# Written exercise a
From the Log Slide Overlook post that follows, list every relative of the narrator it mentions, with names where given.

# Quoted passage

Log Slide Overlook

*This post is dedicated to Jeff Eiden, who, one day on the side of a sand dune, was a shining example to me of God’s heroic love.

My sister, Leah, and brother-in-law, Jeff, have a cabin in the Upper Peninsula of Michigan not far from Lake Superior. A few years ago, we spent Thanksgiving there together. One morning, we loaded up in their minivan and made our way to an area of the lake called Log Slide Overlook. This is the place at the top of the sand dunes where loggers moved logs from the top of the dunes down to the lake for transportation. The view from the overlook is breathtaking. I remember standing there with Jeff and my nephews, looking down and being awestruck by the beauty of the lake. All of a sudden, I realized that Jeff was gone. I looked all around, and I couldn’t see him anywhere. After looking all around for a few minutes, I started to get worried. Then, almost as quickly as he had disappeared, there he was again. When I asked him where he had gone, he said that he had gone all the way down the dune to the lake. He said, “You should try it – it’s beautiful down there.” Well, I am always up for an adventure, so I started getting excited. After I had taken one or two steps down, Jeff said, “Be careful. It’s not that easy to climb back up.” So, thinking that I should just see what I was getting into, I took the couple of steps back up. No big deal. I had this.

# Written exercise b
Please give every line of the listing below as a Markdown table with the columns n and Line, leaving out blank lines.

# Working data
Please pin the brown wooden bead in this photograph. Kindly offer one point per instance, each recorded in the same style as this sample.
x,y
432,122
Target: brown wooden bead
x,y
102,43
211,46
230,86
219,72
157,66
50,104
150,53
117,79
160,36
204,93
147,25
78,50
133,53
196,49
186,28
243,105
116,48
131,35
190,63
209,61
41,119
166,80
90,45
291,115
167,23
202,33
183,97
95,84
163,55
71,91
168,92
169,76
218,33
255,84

# Exercise result a
- Leah, the narrator's sister
- Jeff, the narrator's brother-in-law
- the narrator's nephews

# Exercise result b
| n | Line |
|---|---|
| 1 | Please pin the brown wooden bead in this photograph. Kindly offer one point per instance, each recorded in the same style as this sample. |
| 2 | x,y |
| 3 | 432,122 |
| 4 | Target: brown wooden bead |
| 5 | x,y |
| 6 | 102,43 |
| 7 | 211,46 |
| 8 | 230,86 |
| 9 | 219,72 |
| 10 | 157,66 |
| 11 | 50,104 |
| 12 | 150,53 |
| 13 | 117,79 |
| 14 | 160,36 |
| 15 | 204,93 |
| 16 | 147,25 |
| 17 | 78,50 |
| 18 | 133,53 |
| 19 | 196,49 |
| 20 | 186,28 |
| 21 | 243,105 |
| 22 | 116,48 |
| 23 | 131,35 |
| 24 | 190,63 |
| 25 | 209,61 |
| 26 | 41,119 |
| 27 | 166,80 |
| 28 | 90,45 |
| 29 | 291,115 |
| 30 | 167,23 |
| 31 | 202,33 |
| 32 | 183,97 |
| 33 | 95,84 |
| 34 | 163,55 |
| 35 | 71,91 |
| 36 | 168,92 |
| 37 | 169,76 |
| 38 | 218,33 |
| 39 | 255,84 |